Exercise prompt - Your job with the data below is to output exactly the lines from the one holding "box: [48, 47, 76, 82]" down to the one holding "54L68 57L70 65L69", both included, and no others.

═══ Records supplied ═══

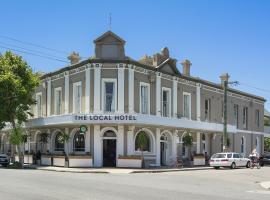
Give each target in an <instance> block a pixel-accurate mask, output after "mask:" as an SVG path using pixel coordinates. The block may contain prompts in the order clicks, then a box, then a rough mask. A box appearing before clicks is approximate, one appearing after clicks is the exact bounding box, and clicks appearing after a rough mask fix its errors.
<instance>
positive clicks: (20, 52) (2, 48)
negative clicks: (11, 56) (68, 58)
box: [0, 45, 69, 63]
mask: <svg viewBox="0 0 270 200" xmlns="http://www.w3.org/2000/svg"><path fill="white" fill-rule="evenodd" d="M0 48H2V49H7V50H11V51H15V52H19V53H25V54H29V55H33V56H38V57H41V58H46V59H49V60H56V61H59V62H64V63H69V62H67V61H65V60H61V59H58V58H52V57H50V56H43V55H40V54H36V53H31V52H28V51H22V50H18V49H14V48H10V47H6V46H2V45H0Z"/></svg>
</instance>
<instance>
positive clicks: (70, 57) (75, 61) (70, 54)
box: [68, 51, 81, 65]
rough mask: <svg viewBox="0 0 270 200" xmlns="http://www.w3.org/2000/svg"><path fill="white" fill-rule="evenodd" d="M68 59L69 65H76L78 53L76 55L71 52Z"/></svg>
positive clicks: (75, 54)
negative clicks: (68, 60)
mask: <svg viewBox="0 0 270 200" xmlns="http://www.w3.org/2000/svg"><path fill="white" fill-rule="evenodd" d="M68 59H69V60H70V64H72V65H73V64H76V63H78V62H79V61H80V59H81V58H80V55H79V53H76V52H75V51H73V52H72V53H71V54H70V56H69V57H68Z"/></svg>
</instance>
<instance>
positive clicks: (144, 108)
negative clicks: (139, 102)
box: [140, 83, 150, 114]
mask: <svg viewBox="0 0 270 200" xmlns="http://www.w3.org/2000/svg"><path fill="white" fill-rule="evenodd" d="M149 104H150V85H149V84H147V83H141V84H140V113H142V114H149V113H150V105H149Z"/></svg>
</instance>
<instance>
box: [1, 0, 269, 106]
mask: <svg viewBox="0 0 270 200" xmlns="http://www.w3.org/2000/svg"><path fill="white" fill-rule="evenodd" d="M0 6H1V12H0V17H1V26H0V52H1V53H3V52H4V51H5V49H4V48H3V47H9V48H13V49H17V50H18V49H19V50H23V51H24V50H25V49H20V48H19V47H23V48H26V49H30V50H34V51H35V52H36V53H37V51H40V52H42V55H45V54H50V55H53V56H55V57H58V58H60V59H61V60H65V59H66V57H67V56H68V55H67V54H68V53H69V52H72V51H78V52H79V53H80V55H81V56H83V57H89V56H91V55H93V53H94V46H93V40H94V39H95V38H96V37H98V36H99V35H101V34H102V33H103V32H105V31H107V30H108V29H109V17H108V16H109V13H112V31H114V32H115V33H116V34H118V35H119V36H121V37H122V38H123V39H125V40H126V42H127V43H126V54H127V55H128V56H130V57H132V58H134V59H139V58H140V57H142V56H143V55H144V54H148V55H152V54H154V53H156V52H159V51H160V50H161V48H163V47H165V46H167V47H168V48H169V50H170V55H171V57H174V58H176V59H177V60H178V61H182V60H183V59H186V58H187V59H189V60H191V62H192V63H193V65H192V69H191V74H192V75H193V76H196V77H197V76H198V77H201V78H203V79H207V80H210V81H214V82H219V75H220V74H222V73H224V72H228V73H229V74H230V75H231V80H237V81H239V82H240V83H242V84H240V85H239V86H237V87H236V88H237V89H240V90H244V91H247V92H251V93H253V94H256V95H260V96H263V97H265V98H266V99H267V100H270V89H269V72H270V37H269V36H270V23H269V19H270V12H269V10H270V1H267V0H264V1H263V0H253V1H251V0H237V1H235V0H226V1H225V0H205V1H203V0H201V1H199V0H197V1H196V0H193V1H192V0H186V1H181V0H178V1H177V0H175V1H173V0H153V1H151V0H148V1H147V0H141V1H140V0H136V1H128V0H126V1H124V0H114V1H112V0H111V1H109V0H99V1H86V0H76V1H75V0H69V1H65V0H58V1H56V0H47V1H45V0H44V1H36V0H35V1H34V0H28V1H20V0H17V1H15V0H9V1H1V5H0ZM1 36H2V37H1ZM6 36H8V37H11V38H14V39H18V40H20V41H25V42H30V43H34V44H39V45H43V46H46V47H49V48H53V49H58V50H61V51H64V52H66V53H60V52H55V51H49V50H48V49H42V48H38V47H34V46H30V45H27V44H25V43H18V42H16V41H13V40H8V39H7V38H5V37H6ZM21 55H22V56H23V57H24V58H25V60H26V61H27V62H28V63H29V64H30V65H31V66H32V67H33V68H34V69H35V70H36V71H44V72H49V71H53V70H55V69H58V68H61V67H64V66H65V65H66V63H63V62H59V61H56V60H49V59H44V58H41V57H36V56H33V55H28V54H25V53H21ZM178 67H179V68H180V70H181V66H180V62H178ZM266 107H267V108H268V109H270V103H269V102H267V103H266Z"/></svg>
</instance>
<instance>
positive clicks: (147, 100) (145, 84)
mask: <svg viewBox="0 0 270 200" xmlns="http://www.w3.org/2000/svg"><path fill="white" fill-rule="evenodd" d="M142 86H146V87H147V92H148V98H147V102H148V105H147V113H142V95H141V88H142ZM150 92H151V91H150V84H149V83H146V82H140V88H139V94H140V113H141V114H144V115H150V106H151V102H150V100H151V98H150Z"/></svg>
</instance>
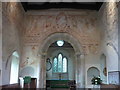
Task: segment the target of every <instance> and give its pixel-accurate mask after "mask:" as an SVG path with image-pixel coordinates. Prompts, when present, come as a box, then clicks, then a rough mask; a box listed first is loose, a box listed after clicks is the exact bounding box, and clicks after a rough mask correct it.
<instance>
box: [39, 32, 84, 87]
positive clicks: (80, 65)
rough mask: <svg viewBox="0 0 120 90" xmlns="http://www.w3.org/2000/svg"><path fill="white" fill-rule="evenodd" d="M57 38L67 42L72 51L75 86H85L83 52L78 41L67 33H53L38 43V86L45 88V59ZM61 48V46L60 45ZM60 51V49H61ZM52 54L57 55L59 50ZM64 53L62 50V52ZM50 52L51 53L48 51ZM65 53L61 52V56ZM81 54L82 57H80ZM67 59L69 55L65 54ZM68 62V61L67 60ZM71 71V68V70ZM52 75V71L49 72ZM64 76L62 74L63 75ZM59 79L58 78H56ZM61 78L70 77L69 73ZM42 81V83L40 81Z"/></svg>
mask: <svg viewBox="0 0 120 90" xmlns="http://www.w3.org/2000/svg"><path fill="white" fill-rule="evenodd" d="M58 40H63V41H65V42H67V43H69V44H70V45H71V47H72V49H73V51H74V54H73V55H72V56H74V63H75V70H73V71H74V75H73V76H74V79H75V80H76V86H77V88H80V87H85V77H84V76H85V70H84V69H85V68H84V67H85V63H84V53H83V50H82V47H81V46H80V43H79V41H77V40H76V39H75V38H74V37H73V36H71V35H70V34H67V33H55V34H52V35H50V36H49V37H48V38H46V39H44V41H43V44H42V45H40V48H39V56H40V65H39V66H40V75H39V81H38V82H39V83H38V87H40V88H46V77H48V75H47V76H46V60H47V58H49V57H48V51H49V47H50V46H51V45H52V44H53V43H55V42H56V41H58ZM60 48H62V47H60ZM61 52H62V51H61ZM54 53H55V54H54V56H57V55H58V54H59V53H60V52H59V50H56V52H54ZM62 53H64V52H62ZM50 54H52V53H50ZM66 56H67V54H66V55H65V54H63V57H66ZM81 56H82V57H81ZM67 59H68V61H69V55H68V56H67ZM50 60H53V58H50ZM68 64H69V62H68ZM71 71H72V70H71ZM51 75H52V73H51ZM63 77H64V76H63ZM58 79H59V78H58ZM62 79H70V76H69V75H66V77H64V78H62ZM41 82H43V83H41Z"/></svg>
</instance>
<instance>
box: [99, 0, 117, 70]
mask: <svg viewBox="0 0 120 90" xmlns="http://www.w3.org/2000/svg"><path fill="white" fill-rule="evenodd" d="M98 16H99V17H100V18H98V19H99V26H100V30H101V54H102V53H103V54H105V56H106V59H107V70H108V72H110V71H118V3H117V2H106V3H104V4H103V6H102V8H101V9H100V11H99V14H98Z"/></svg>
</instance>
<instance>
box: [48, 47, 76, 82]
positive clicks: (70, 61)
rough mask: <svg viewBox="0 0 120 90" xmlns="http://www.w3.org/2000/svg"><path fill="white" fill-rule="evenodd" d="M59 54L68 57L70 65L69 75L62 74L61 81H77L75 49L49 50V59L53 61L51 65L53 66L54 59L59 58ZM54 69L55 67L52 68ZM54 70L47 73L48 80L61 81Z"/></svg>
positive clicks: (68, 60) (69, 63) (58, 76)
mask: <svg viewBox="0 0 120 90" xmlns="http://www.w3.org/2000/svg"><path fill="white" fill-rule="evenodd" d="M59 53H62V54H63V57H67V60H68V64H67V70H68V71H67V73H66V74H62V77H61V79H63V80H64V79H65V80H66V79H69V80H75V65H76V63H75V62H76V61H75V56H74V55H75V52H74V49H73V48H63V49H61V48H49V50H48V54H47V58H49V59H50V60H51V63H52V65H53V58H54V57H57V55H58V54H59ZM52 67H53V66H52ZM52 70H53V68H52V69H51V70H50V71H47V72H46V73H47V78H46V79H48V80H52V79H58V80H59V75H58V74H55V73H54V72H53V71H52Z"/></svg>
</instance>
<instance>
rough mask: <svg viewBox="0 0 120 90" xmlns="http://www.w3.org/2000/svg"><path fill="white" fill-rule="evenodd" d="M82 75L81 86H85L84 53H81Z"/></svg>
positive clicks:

═══

Answer to the exercise -
box: [48, 47, 76, 82]
positive clicks: (70, 61)
rough mask: <svg viewBox="0 0 120 90" xmlns="http://www.w3.org/2000/svg"><path fill="white" fill-rule="evenodd" d="M59 54L68 57L70 65L69 75L62 74L61 81H77L75 49L49 50V59L53 61L51 65L53 66L54 59L59 58ZM54 69L55 67L52 68ZM54 70L47 73L48 80L61 81Z"/></svg>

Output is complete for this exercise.